> [Work request]: Write out exactly what each line says, starting with the first line below and ending on the one with "[tag] bank of the pond: a pin per instance".

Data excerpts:
•••••
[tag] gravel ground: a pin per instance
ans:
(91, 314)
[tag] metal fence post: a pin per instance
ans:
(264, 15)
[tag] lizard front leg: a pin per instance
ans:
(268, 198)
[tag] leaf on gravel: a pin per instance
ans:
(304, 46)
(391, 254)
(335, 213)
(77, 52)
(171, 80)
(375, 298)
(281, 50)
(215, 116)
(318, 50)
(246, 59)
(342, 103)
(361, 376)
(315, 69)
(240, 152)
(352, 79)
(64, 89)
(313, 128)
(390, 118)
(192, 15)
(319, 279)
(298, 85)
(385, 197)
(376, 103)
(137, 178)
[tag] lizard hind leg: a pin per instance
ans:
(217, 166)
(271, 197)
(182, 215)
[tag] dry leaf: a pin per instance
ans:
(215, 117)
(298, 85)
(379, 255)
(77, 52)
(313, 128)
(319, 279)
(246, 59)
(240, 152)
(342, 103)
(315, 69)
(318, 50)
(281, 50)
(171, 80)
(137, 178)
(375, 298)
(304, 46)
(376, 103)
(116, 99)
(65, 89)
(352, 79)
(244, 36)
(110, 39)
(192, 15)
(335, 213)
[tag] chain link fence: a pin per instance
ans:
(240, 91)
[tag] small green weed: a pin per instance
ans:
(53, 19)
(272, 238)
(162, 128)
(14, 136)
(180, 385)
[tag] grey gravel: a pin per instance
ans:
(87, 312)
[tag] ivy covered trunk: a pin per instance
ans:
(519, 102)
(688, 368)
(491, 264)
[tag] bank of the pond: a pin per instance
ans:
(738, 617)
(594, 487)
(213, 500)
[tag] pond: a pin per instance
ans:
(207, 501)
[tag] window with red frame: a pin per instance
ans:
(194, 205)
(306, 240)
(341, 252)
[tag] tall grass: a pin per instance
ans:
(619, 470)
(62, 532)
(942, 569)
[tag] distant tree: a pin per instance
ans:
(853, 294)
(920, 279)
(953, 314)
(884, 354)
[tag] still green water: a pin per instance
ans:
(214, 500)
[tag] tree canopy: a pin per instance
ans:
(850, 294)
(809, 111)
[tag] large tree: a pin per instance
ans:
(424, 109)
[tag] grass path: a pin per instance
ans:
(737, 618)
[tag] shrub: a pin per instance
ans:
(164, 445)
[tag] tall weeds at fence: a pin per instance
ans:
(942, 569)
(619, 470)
•••••
> [Solution to this exercise]:
[tag] gravel ground: a pin per instance
ans:
(91, 314)
[tag] metal fence post: a pin per instance
ans:
(264, 15)
[tag] lizard front leg: a pin per instance
ans:
(268, 198)
[tag] leaf on gravel: a pin per instance
ans:
(304, 46)
(391, 254)
(335, 213)
(77, 52)
(171, 80)
(375, 298)
(281, 50)
(215, 116)
(318, 50)
(246, 59)
(342, 103)
(361, 376)
(315, 69)
(240, 152)
(352, 79)
(64, 89)
(313, 128)
(390, 118)
(192, 15)
(319, 279)
(298, 85)
(385, 197)
(376, 103)
(137, 178)
[tag] lizard hind leg: a pin per instance
ans:
(217, 166)
(271, 197)
(182, 215)
[tag] dry leaf: a pin per instance
ans:
(215, 117)
(298, 85)
(379, 255)
(77, 52)
(313, 128)
(319, 279)
(246, 59)
(240, 152)
(342, 103)
(315, 69)
(318, 50)
(281, 50)
(171, 80)
(137, 178)
(375, 298)
(304, 46)
(376, 103)
(116, 99)
(65, 89)
(352, 79)
(244, 36)
(110, 39)
(192, 15)
(335, 213)
[tag] chain link fence: a pin per instance
ans:
(240, 91)
[tag] small green weed: a pin per instance
ans:
(53, 19)
(272, 238)
(162, 128)
(14, 136)
(180, 385)
[tag] grey gravel: a pin per instance
ans:
(87, 312)
[tag] ivy covered trunk: a pin per instance
ans:
(519, 102)
(688, 368)
(491, 264)
[tag] bank of the pond: a pin per instance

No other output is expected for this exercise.